=== Task to carry out ===
Reproduce every line of the listing below, character for character.

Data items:

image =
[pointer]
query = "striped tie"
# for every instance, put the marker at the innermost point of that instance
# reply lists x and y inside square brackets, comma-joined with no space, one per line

=== Output below ===
image =
[pointer]
query = "striped tie"
# for every instance, put the marker at the innermost point of that instance
# reply lists x and y inside square brackets, comma-joined with no space, one per line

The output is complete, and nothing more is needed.